[TEXTE]:
◇ ◇ ◇ ◇ ◇ ◇ ◇

Le cheminement de la période des années 1970 au début des années 2010 est donc le suivant : on crée des prestations sous conditions de ressources, prestations censées bénéficier aux familles qui en ont « vraiment besoin » ; cela permet de contenir les budgets mais surtout de cesser de respecter l’autonomie financière de la Caisse nationale des allocations familiales (CNAF), pourtant inscrite dans les lois. Des recettes de la CNAF sont ponctionnées à d’autres fins que la politique familiale. Ce faisant, on introduit une logique d’assistance et le poids relatif des prestations sous conditions de ressources dans le budget total de la CNAF s’accroît.
2.3 Un changement majeur finalement temporaire
Au milieu de cette période, donc dans les années 1990, les gouvernements considèrent que leur problème prioritaire est de pouvoir entrer dans la zone euro créée par le traité de Maastricht. Ils s’attellent donc à respecter les limites d’endettement public fixées par le pacte européen de stabilité et de croissance tel que prévu par les nouveaux traités européens et les décisions du Conseil européen. L’État continue à ponctionner des fonds pourtant destinés aux familles avec enfants, puisqu’il est acquis que leur capacité de mobilisation ou de manifestation est faible, voire nulle.
Puis, en 1995, le plan de réforme de la protection sociale du Premier ministre Alain Juppé prévoit la fiscalisation des allocations familiales. Le 19 juin 1997, le nouveau Premier ministre Lionel Jospin annonce que les allocations familiales ne seront plus versées qu’aux ménages aux revenus modestes ou moyens. Cette mesure ne figurait pas dans le projet socialiste pour les législatives 1997, mais était inscrite en 1995 dans le programme présidentiel de Lionel Jospin.
Effectivement, au 1er janvier 1998, les allocations familiales, à rebours de toute leur histoire, sont placées sous conditions de ressources. Cette mesure suscite de nombreuses controverses plus particulièrement au sein de la « gauche plurielle », la coalition majoritaire à l’Assemblée nationale et qui porte le gouvernement, dont fait partie le Parti communiste. Ce dernier considère qu’enlever le caractère universel des allocations familiales, est une remise en cause du contrat pluridécennal entre les Français et qui risque de remettre en question d’autres politiques publiques.

◇ ◇ ◇ ◇ ◇ ◇ ◇

[EXERCICE COURT 1]: Relevez toutes les années écrites en chiffres dans le texte sur les allocations familiales, chacune une seule fois.
[EXERCICE COURT 2]: Reformulez sous forme de liste le paragraphe du texte sur les allocations familiales qui commence par « Puis, en 1995 », en conservant ses faits principaux.
[EXERCICE COURT 3]: D'après le texte sur les allocations familiales, indiquez pour chaque affirmation si elle est exacte (oui ou non) et citez les mots qui le montrent. (a) Les allocations familiales sont placées sous conditions de ressources au 1er janvier 1998. (b) La mesure annoncée par Lionel Jospin figurait dans le projet socialiste pour les législatives 1997. (c) Le Parti communiste fait partie de la « gauche plurielle ».

◇ ◇ ◇ ◇ ◇ ◇ ◇

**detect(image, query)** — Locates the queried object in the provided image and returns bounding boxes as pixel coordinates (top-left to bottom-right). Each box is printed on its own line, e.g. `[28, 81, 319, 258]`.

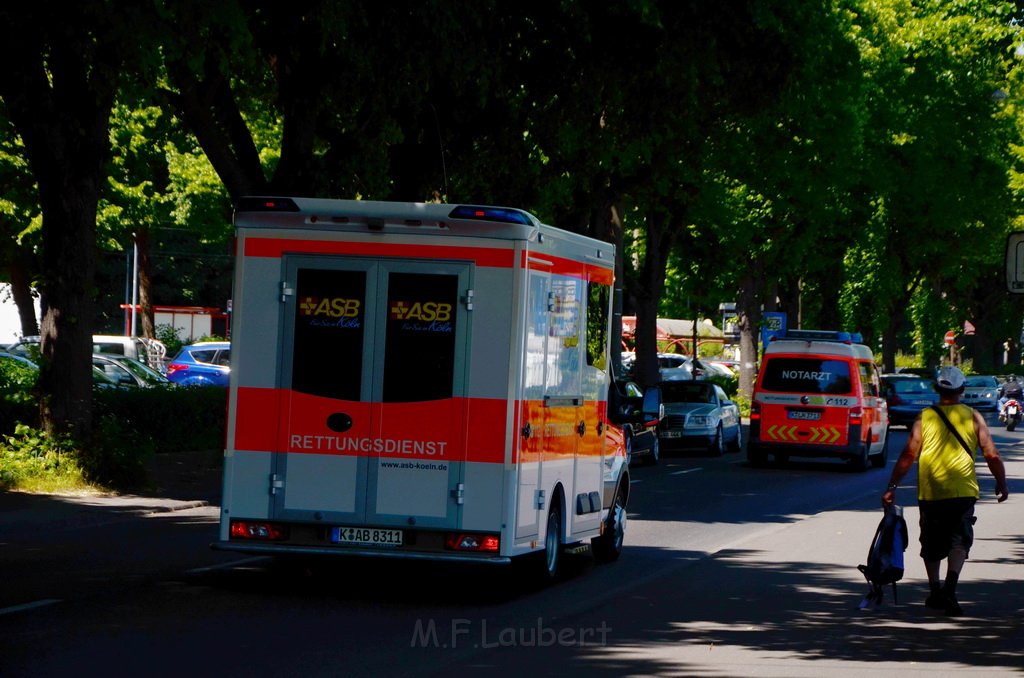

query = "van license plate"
[331, 527, 401, 546]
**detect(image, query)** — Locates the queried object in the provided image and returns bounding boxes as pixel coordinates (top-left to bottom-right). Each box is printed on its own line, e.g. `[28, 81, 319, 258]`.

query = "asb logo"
[391, 301, 452, 323]
[299, 297, 359, 317]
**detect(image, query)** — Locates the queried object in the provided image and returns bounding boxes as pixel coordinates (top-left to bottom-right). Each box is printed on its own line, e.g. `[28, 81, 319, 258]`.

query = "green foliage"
[78, 417, 156, 490]
[0, 374, 227, 492]
[93, 386, 227, 454]
[0, 424, 85, 492]
[703, 374, 739, 398]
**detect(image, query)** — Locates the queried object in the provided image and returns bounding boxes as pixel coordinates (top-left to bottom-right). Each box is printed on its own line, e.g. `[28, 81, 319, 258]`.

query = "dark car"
[657, 379, 742, 456]
[92, 353, 171, 388]
[882, 374, 939, 426]
[609, 381, 664, 464]
[167, 341, 231, 386]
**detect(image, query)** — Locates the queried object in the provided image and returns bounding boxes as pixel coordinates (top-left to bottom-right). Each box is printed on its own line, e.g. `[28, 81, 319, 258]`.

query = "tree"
[0, 0, 144, 437]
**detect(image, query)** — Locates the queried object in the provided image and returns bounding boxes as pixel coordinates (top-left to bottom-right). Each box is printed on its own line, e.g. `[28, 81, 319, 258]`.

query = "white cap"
[935, 367, 965, 391]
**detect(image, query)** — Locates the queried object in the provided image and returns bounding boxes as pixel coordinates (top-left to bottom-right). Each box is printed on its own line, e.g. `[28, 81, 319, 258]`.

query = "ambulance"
[746, 330, 889, 470]
[213, 198, 660, 579]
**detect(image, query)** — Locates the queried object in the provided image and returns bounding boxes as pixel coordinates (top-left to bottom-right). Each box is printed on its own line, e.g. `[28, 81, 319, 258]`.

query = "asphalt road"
[0, 417, 1024, 677]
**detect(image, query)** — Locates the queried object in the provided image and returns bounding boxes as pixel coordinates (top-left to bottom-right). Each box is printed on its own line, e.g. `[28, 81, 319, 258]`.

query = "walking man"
[882, 367, 1009, 617]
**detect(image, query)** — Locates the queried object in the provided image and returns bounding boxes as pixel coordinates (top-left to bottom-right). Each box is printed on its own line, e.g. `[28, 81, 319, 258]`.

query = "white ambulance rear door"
[273, 255, 472, 527]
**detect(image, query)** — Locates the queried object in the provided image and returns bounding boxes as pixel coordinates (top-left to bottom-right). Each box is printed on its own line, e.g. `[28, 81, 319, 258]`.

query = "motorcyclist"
[999, 375, 1024, 417]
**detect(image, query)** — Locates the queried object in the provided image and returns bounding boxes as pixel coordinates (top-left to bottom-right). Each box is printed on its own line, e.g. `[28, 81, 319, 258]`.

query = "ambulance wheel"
[590, 490, 626, 562]
[746, 436, 768, 466]
[729, 426, 743, 452]
[708, 424, 725, 457]
[850, 442, 871, 471]
[542, 504, 562, 582]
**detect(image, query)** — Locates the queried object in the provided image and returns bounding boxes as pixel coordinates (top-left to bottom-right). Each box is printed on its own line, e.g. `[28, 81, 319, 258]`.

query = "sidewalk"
[0, 451, 222, 542]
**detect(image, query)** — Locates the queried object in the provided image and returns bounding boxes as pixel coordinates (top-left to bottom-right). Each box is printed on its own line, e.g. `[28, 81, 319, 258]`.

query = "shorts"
[918, 497, 978, 562]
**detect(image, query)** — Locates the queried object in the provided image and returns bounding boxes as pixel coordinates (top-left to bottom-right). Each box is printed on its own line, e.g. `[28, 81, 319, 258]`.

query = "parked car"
[961, 375, 999, 412]
[882, 374, 939, 426]
[7, 334, 167, 370]
[167, 341, 231, 386]
[0, 351, 120, 388]
[657, 353, 700, 380]
[608, 381, 664, 465]
[657, 379, 742, 455]
[92, 353, 171, 388]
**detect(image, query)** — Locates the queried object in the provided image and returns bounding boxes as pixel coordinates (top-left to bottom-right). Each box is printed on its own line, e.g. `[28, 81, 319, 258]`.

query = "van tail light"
[230, 520, 289, 542]
[444, 533, 501, 553]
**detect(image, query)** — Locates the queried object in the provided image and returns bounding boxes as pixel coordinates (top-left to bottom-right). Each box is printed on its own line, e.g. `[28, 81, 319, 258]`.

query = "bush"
[0, 424, 85, 492]
[0, 376, 227, 492]
[93, 386, 227, 454]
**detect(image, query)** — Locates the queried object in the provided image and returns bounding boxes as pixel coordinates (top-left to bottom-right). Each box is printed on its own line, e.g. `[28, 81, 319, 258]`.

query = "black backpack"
[857, 504, 907, 609]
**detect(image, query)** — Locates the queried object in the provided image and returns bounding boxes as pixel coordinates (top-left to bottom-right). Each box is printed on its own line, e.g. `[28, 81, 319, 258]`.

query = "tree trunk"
[135, 226, 157, 339]
[37, 196, 98, 439]
[590, 201, 626, 375]
[10, 259, 39, 337]
[634, 209, 673, 386]
[736, 268, 761, 397]
[0, 3, 119, 440]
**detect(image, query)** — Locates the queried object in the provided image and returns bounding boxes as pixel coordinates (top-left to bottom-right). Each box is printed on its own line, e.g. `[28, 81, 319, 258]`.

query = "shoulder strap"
[931, 405, 974, 459]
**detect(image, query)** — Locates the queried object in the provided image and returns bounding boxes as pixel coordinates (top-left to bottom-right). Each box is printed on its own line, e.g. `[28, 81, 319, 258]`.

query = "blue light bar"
[449, 205, 534, 226]
[773, 330, 863, 344]
[236, 198, 299, 212]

◇ ◇ ◇ ◇ ◇ ◇ ◇

[RÉPONSE 1]: 1970, 2010, 1990, 1995, 1997, 1998

[RÉPONSE 2]:
- En 1995, le plan de réforme de la protection sociale d'Alain Juppé prévoit la fiscalisation des allocations familiales.
- Le 19 juin 1997, Lionel Jospin, nouveau Premier ministre, annonce que les allocations familiales ne seront plus versées qu'aux ménages aux revenus modestes ou moyens.
- Cette mesure n'était pas dans le projet socialiste pour les législatives 1997.
- Elle figurait dans le programme présidentiel de Lionel Jospin en 1995.

[RÉPONSE 3]:
(a) Oui : « au 1er janvier 1998, les allocations familiales, à rebours de toute leur histoire, sont placées sous conditions de ressources ».
(b) Non : « Cette mesure ne figurait pas dans le projet socialiste pour les législatives 1997 ».
(c) Oui : « la « gauche plurielle », la coalition majoritaire à l'Assemblée nationale et qui porte le gouvernement, dont fait partie le Parti communiste ».